What you need to do
All the data should be repeated exactly. Any image in it is left out.

Data for analysis
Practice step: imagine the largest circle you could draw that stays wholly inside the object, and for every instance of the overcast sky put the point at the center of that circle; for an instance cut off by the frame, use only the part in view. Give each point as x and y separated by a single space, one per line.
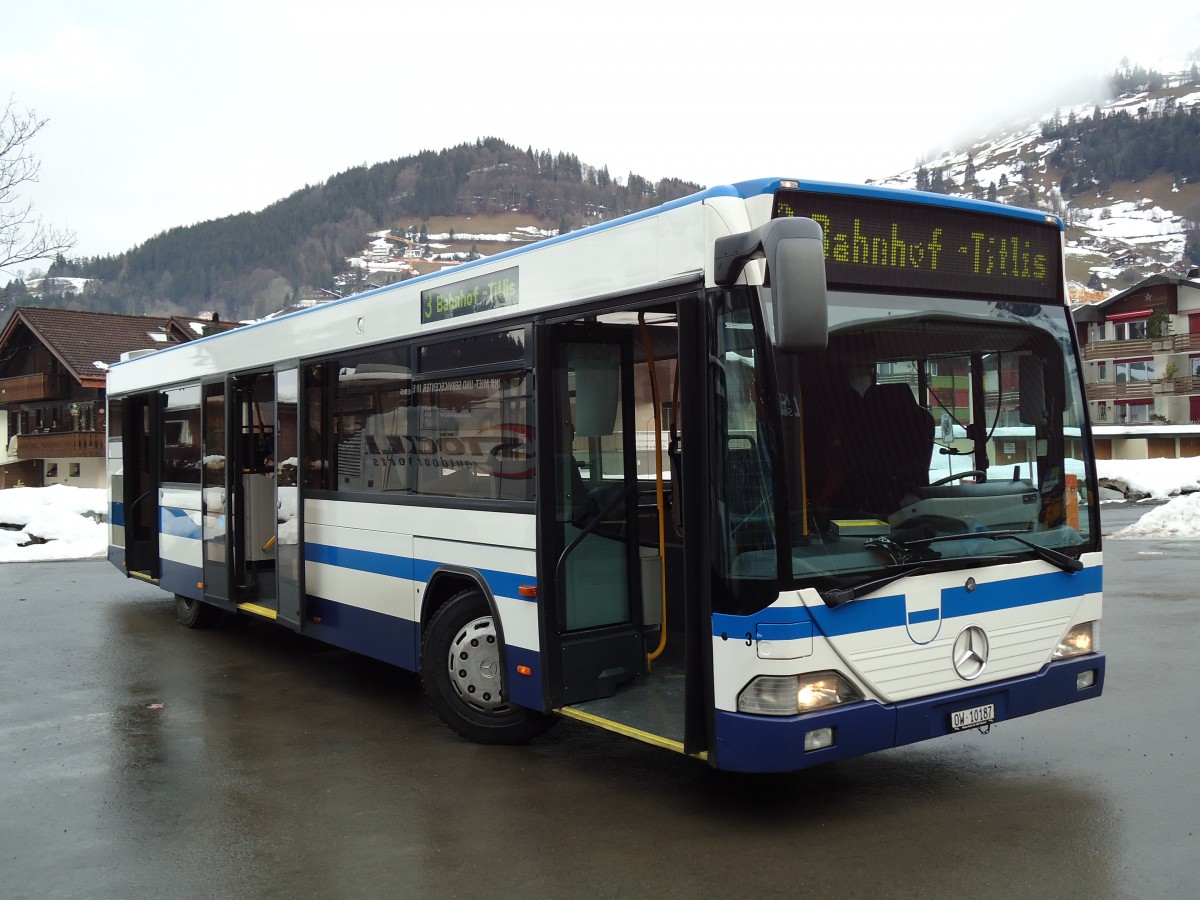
165 114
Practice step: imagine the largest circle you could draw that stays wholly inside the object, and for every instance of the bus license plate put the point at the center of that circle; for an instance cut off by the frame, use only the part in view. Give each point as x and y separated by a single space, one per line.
971 718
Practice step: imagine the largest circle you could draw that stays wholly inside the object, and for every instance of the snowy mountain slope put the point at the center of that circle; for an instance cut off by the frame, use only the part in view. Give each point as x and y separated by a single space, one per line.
1115 238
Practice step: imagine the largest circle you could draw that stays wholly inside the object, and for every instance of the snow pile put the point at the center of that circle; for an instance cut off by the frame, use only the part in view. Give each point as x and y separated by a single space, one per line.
55 522
1155 479
1177 519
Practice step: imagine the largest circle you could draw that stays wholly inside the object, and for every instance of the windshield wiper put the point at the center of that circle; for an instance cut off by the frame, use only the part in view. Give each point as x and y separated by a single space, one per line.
840 597
1068 564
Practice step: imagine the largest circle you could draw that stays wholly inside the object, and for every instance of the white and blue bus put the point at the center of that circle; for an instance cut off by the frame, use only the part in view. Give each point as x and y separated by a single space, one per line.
777 474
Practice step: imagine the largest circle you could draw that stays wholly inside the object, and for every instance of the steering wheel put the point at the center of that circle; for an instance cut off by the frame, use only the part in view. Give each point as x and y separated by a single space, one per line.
957 475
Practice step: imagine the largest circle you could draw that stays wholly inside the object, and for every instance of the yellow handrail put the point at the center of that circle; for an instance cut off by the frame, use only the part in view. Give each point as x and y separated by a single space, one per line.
658 486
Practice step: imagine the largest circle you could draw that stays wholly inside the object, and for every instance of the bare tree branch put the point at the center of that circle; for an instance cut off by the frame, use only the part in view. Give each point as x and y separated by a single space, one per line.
23 235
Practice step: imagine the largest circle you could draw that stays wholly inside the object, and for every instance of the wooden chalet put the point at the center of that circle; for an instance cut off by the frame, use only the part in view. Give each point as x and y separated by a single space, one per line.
53 369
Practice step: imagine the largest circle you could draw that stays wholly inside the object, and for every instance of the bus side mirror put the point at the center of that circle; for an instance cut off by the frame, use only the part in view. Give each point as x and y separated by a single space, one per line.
795 301
795 251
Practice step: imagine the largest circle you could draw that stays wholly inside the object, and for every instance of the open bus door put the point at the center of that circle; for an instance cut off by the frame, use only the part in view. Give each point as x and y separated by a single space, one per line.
588 527
240 495
141 451
611 658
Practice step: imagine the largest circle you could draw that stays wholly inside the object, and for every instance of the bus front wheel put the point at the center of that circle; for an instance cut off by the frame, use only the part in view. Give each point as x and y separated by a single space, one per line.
461 670
196 613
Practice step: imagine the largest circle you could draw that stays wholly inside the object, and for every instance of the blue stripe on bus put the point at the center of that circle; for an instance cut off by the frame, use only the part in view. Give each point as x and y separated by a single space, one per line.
1020 592
883 612
501 583
178 523
919 616
769 185
372 634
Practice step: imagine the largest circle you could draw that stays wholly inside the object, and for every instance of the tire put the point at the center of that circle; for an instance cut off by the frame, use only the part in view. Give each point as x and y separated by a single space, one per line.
196 613
462 671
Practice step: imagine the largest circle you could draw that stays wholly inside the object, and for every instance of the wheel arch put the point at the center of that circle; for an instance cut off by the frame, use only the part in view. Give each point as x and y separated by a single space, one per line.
449 581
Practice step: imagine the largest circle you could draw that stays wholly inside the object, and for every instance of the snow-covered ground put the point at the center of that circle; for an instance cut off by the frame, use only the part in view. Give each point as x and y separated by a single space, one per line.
69 520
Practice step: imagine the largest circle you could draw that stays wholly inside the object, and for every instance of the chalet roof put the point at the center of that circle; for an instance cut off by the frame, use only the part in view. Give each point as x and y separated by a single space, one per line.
81 339
1098 311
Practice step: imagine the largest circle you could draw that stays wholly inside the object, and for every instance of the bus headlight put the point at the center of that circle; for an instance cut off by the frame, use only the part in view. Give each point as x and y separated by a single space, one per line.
789 695
1078 642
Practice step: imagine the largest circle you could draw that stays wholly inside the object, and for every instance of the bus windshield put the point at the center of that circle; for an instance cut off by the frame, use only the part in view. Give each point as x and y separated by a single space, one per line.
933 432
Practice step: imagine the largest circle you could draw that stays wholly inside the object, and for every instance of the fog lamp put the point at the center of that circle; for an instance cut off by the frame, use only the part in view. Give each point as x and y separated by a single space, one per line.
817 739
1078 642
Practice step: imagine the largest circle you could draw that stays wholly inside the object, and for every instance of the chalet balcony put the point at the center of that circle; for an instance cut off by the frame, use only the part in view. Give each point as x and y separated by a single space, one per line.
58 445
1121 390
1141 347
25 389
1182 343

Answer to the exercise
Practice step: imagine the largest circle you could draw that stays wholly inside the object, and for every instance of the overcast sky put the point at the center of that circle; for an instance cut off by the frame, use only the part in view. Give each point as x and y separated by a single space, one per line.
165 114
Practice step: imagine the largest circle you could draw that stays wholly inside the object, and for every instance of the bus license plate put the point at the center of that circle; for an instance cut off by the frame, use only the part in view. Give each point as x and y separated by a single space, one per line.
971 718
Practice step: imagine the largest circle you could draw that stays wholly inside the object, and for every instance of the snowy mountain slope put the point at the center of that circle; for an instance cut off by the frame, use only the part in view. Give each point as x and y separated by a single space, one per line.
1115 238
Practice step: imagine the largest circle you could draw that stays wholly inside the object, and for every instance of the snow pile put the point at the center of that circle; for an instance cut off by the frame, use only the part in view. Give each point as x and y separated by a single space, one per line.
55 522
1155 479
1177 519
Practice step: imagine the largest circle you could draw that stays wholly inside the object, and for every instance of the windshield wiper put the point at the center of that circle; for an instance cut off by the frame, use only the part in view. Give each point as x and y separated by a single space, one per line.
840 597
1068 564
Practice step: imagine the largest circle you could draw that stays wholly inside the object, and for every instance of the white and blue bus put the point at the center of that circle; for an instance cut off by the frame, use only the part in view. Give each point as x and y separated by a single space, one per line.
777 474
Practice step: imagine the largest circle you could draw that stays wholly inside the object, and for every instance of the steering wheel put the point at the center of that circle; for an instance cut off by the frame, use only the part in view. Give each point as x and y separated by a single space, one per line.
957 475
Practice step: imagine the largest circle you could draw that stays wholly inside the object, and for every instance of the yellow handrail put the point at the center of that circle; for an instance cut off by the frame, use only the part in view. Give each point as x and y separated by a single space, one per line.
658 486
Practice step: imagine the largest circle you could draw that stays wholly inside the object, and for every instance of the bare tree branch put the point at the center of that circle; for an instance cut off by the frame, use only the part in view. Give each point as x and y separated by a single space, one per line.
23 235
Practice step: imagine the largest circle you could draw that stays wholly inside the object, and for every instance of the wooden chalet put the point at the center of that circle; for an instance cut off by the frame, use only the part in view. Give each point as x and y separated by a single space, one per line.
53 369
Practice step: imagine the largest circle you could draw that stays wholly inside the object, and for every instance of the bus side mirror put the point at the center of that circle; for an instance cut off by the frame, use only the part in view. Give each point as x and y separated by a single space, one per line.
795 301
795 251
Practice step: imagine the largest circle you could draw that stays wholly inside the object, and for every instance of the open bus door put the point at the center of that circle; for an instance cut off by the frame, use only the part in view. Give each point as x and y separated by a single space, one per line.
588 527
240 495
141 451
611 658
Practice step: imagine the largest circle you could draw that stays wholly inside the object, and for every instance of the bus front wheel put the point at the center of that circle; for an instance cut off by the frame, use only the part in view. Give each point as x and y separated by a single space, one per line.
461 670
196 613
Practice step: imagine the largest circle you could draw that stays wholly inside the object, and for every instance of the blue stripe on bus put the point at the center of that circle; for an instance cut off by the frame, use only the part in view. Give each point as x and y separated by a single space, one per line.
1020 592
883 612
501 583
178 523
919 616
769 185
372 634
Practice step: imagine the largest circle you could draw that stays wholly inside the object, and for every instance of the tire put the point at the center of that circle; for an instance cut off by the frame, use only the part in view. Give each point as x and y separated by a single space, one per line.
196 613
462 671
Practice step: imagine the largest circle you could draw that stays wholly inside the object, and for every instance of the wheel arch put the point at the center of that circle; for an instance cut off by the frame, use only the part in view. Give each point as x and y separated by a single space, one per line.
449 581
Practice step: imagine the largest circle you could draw that stays wholly inside the object, and for every instance of the snow-covered ground put the point at the center of that circle; for an instance cut off by the frame, use only the part in view. Give each point as x and y separated by a single space, one per line.
69 520
Practice step: imagine the largest circle you could draw that stays wholly inside the object, and for every instance of the chalet roof put the point at the center of that circle; for an instance cut off by the frame, use only the part in view. Give each point as x and y separated by a single space, one per line.
81 339
1098 311
Practice step: imagine the largest circle you could draw that stays wholly inside the object, and for every instance of the bus headlight put the point at the center of that circle; for an instance cut off by the frame, use only the part in view. Give each point as x and y separated by a single space, one per line.
789 695
1078 642
Practice step: imagine the largest circle you could draw that stays wholly inside the object, and for every instance of the bus windshield put the point at the center of that circle; for an instance cut off by the frame, use only the part in view. Give each point as x and y separated by a single space, one per line.
933 432
Practice step: imagine the largest circle you could draw that stays wholly inside the object, and for every instance of the fog lamp put the point at the center of that circle; for an instance cut off by the frame, use only the part in view. Give each point as x and y separated by a single space, one per line.
817 739
1078 642
Practice step: imagine the largest circle you could draw that stays wholly inside the object, and for every instance of the chalet balcony put the point at the center of that circle; for an instance cut off by the frame, use only the part in view. Give each point as x and y separated by a single space, one per line.
58 445
1121 390
1141 347
25 389
1182 343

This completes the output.